● **Your instructions**
Copy the full set of lines exactly as given.
★ ★ ★ ★ ★
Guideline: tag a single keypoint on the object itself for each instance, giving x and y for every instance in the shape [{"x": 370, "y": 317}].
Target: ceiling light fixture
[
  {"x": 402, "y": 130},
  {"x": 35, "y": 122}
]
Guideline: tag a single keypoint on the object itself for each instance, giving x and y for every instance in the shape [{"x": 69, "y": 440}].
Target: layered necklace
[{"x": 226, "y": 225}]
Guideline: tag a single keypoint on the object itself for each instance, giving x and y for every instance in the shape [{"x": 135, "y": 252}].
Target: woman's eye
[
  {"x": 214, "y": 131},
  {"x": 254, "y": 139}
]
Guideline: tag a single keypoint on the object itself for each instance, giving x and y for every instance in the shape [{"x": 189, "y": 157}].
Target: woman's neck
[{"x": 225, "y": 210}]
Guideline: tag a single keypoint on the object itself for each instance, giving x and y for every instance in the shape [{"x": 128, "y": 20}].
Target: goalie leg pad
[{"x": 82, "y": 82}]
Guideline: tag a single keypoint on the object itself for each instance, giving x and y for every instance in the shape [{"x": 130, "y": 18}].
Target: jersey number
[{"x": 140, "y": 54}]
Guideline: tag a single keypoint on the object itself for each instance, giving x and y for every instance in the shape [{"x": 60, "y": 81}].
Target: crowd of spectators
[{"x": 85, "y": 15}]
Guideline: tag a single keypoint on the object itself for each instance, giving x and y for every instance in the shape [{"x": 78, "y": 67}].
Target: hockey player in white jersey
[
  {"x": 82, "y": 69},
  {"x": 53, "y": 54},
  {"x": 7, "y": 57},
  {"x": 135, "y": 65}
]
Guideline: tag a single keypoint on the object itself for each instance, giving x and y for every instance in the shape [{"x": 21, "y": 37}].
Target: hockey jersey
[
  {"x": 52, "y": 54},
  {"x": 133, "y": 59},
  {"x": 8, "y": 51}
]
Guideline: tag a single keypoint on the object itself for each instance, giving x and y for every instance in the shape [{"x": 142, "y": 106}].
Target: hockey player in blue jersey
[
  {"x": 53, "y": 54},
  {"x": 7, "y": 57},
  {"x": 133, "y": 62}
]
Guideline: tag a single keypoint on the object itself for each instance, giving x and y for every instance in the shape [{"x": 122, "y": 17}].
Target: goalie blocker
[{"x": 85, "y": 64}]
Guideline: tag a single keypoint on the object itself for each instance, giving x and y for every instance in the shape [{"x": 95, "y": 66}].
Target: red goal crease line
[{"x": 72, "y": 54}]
★ ★ ★ ★ ★
● **Task solution**
Guideline: tag a single keypoint on the object itself for each instance, giving x and y for every instance in the shape [{"x": 370, "y": 317}].
Target: ceiling light fixture
[
  {"x": 402, "y": 130},
  {"x": 35, "y": 122}
]
Guideline: tag a single keypoint on the object itself for each instance, giving x and y for every instance in the shape [{"x": 69, "y": 440}].
Target: layered necklace
[{"x": 226, "y": 225}]
Guideline: tag a single keypoint on the object itself for each instance, giving x and y for every instance in the shape [{"x": 135, "y": 252}].
Target: woman's eye
[
  {"x": 214, "y": 131},
  {"x": 254, "y": 139}
]
Guideline: tag a single keypoint on the object itself for each instance, giving x and y for every instance in the shape [{"x": 189, "y": 157}].
Target: woman's neck
[{"x": 225, "y": 210}]
Guideline: tag a single keypoint on the object itself for each instance, giving x and y for every instance in the shape [{"x": 128, "y": 20}].
Target: goalie leg pad
[{"x": 82, "y": 82}]
Guideline: tag a single keypoint on the object itself for each instance, giving x and y for every instance in the shape [{"x": 130, "y": 18}].
Target: jersey number
[{"x": 140, "y": 54}]
Guideline: tag a single keypoint on the object itself for each instance, giving x and y for every instance in the shape [{"x": 60, "y": 81}].
Target: crowd of spectators
[{"x": 85, "y": 15}]
Guideline: tag a single keypoint on the object itself for each instance, giving x and y for every instance in the shape [{"x": 78, "y": 67}].
Target: hockey player in white jersey
[
  {"x": 82, "y": 69},
  {"x": 53, "y": 54},
  {"x": 7, "y": 57},
  {"x": 135, "y": 65}
]
Guideline: tag a single keypoint on the object itself for each instance, giving x and y for every instance in the shape [{"x": 21, "y": 37}].
Target: hockey jersey
[
  {"x": 52, "y": 54},
  {"x": 133, "y": 59},
  {"x": 8, "y": 51}
]
Guideline: tag a single keypoint on the object itself for each instance, giving x and y for every instance in the shape [{"x": 142, "y": 106}].
Target: hockey player in blue jersey
[
  {"x": 53, "y": 54},
  {"x": 7, "y": 57},
  {"x": 133, "y": 62}
]
Guideline: tag a single keypoint on the object itself for each instance, giving x and y for every instance in the shape [{"x": 122, "y": 17}].
Target: goalie blocker
[{"x": 85, "y": 64}]
Guideline: tag a single keypoint on the object itself for each instance, giving x and y for every instance in the shape [{"x": 95, "y": 66}].
Target: red goal crease line
[{"x": 72, "y": 54}]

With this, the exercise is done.